== Texte source ==
La tuberculose et l’humain, ça remonte à loin. Les scientifiques ont trouvé des bactéries tuberculeuses dans des momies égyptiennes et, au cours des dernières décennies (avant que la pandémie de COVID-19 ne nous frappe de plein fouet), elle était devenue la première cause de mortalité par maladie infectieuse, 1,4 million de décès étant attribués soit à la tuberculose seule, soit à la combinaison dévastatrice de la tuberculose et du VIH. Bien que de grands progrès aient été réalisés dans la prévention et le traitement d’autres maladies affectant l’humain depuis longtemps comme, par exemple, le paludisme, il n’existe ni diagnostic rapide ni traitement de courte durée contre la tuberculose.

Cela s’explique par la latence particulière de la tuberculose. Environ un tiers de la population mondiale porte en elle une infection tuberculeuse latente qui ne se manifestera probablement jamais par des symptômes. Pour les chercheurs, cela signifie qu’il faut essayer de comprendre les quelque deux milliards et demi de personnes qui ont le potentiel de développer la tuberculose au cours des 80 prochaines années environ, même s’ils ne rencontrent plus jamais personne atteint de tuberculose.

Les travaux de la Dre Zwerling ont une portée nationale et internationale. Au Canada, son équipe étudie le rapport coût-efficacité des interventions au Nunavut, où le gouvernement s’efforce de résoudre l’un des problèmes de tuberculose les plus complexes du pays. Ils poursuivent une voie que l’OMS a récemment reconnue comme le meilleur espoir d’élimination de la tuberculose : le traitement préventif.
===
== Extrait de données ==
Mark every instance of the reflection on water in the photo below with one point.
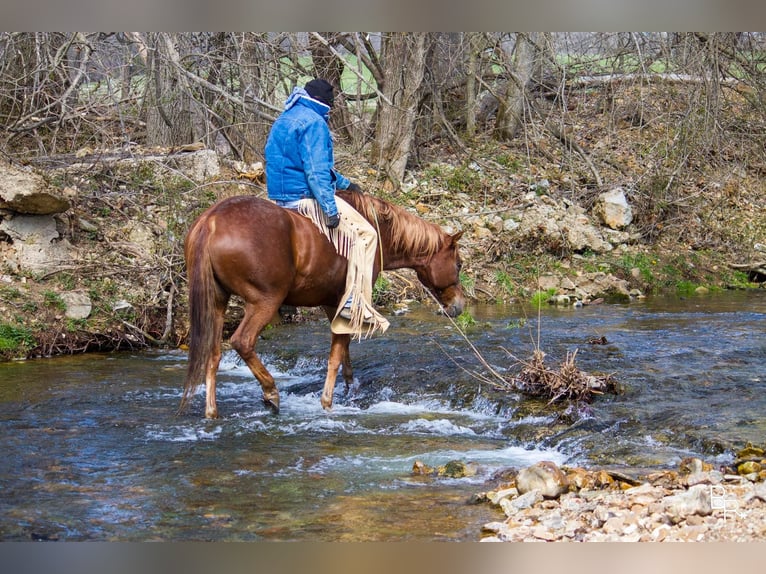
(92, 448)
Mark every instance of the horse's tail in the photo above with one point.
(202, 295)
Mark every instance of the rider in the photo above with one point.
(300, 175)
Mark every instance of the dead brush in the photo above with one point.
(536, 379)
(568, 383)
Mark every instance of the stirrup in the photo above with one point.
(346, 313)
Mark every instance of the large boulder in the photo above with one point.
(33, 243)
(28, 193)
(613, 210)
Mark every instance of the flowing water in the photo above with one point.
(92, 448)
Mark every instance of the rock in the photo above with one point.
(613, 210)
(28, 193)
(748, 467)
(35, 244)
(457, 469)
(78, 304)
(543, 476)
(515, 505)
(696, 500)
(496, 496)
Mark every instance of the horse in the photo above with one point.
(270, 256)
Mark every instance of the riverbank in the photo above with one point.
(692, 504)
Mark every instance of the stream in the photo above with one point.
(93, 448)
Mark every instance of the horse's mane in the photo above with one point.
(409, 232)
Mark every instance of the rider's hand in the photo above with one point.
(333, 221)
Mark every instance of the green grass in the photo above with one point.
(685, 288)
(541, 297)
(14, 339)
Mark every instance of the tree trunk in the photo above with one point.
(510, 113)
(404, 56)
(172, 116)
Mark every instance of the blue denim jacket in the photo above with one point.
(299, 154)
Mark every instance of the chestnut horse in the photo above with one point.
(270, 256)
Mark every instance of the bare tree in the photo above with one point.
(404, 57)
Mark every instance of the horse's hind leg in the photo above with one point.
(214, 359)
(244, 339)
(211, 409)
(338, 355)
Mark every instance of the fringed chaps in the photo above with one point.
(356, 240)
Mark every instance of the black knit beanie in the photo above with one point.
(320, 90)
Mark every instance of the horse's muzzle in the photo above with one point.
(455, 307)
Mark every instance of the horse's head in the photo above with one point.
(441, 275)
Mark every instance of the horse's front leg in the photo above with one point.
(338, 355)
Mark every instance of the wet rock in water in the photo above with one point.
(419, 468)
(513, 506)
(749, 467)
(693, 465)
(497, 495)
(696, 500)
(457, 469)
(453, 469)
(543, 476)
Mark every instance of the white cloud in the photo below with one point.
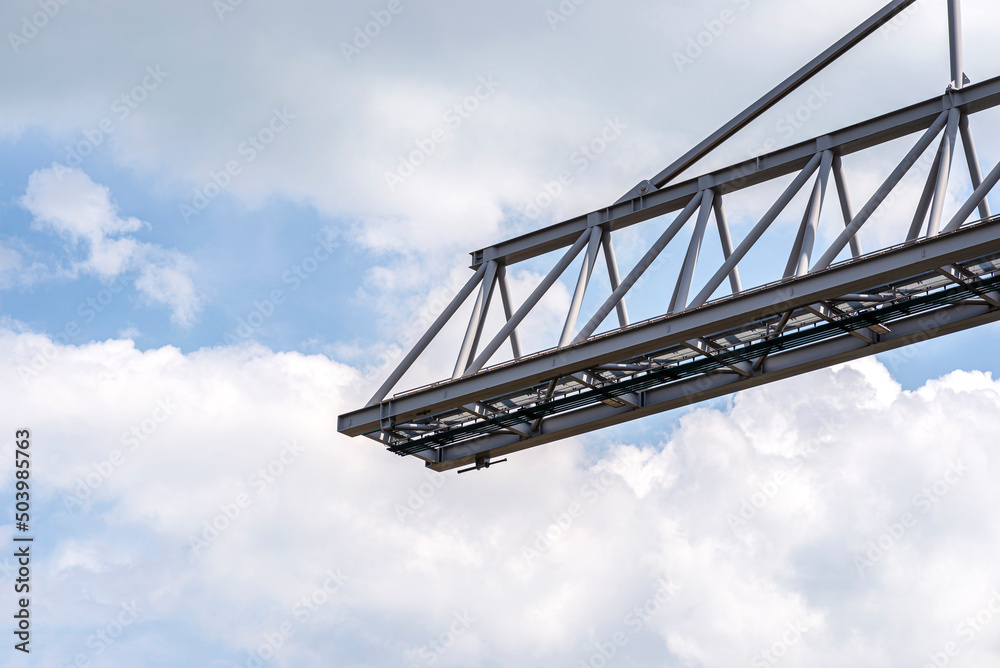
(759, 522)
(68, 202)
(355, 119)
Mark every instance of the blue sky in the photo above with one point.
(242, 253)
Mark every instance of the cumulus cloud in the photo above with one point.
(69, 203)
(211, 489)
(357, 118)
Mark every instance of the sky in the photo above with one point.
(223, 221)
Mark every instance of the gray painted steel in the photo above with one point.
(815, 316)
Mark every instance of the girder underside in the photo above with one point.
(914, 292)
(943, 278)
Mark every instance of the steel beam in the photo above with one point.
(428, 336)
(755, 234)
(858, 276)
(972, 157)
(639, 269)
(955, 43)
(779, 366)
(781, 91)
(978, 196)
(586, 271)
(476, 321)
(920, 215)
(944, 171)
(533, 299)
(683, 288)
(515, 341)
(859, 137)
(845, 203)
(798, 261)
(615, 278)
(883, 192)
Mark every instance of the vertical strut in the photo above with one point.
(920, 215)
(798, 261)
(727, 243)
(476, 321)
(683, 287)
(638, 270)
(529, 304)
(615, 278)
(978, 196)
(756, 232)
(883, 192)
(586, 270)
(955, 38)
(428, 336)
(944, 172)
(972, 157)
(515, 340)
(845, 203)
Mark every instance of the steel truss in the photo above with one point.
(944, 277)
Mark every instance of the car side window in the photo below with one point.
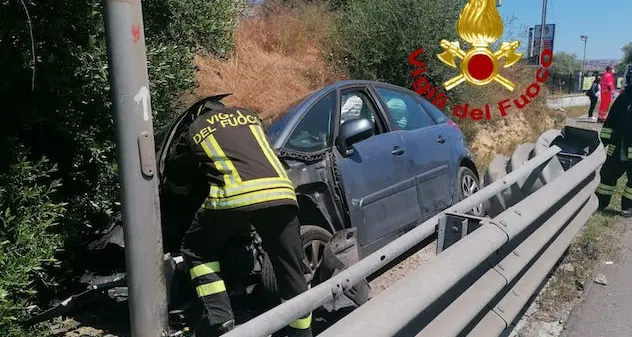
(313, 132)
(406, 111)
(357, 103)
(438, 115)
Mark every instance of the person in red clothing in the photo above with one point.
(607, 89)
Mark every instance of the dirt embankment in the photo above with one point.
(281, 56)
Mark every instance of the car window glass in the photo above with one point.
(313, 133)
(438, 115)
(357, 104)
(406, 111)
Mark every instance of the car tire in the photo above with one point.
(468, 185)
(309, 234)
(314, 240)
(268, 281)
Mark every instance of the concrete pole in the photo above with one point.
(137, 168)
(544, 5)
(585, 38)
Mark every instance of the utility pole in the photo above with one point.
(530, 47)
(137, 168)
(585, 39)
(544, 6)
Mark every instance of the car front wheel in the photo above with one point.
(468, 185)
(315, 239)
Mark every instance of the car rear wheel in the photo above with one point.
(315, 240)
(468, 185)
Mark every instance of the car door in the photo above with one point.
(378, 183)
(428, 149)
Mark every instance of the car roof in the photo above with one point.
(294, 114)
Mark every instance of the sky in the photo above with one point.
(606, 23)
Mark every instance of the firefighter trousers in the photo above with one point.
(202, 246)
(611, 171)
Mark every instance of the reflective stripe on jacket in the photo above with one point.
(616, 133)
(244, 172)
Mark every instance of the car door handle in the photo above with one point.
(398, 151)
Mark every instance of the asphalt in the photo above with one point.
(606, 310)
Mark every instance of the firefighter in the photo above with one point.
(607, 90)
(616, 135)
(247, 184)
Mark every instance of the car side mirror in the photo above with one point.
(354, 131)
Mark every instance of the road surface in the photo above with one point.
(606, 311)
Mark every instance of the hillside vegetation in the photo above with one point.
===
◆ Travail demandé
Recopier à l'identique le texte source, depuis « Cela s’explique par » jusqu'à « atteint de tuberculose. » inclus. Les items ne sont d'aucune utilité ici.

◆ Solution du problème
Cela s’explique par la latence particulière de la tuberculose. Environ un tiers de la population mondiale porte en elle une infection tuberculeuse latente qui ne se manifestera probablement jamais par des symptômes. Pour les chercheurs, cela signifie qu’il faut essayer de comprendre les quelque deux milliards et demi de personnes qui ont le potentiel de développer la tuberculose au cours des 80 prochaines années environ, même s’ils ne rencontrent plus jamais personne atteint de tuberculose.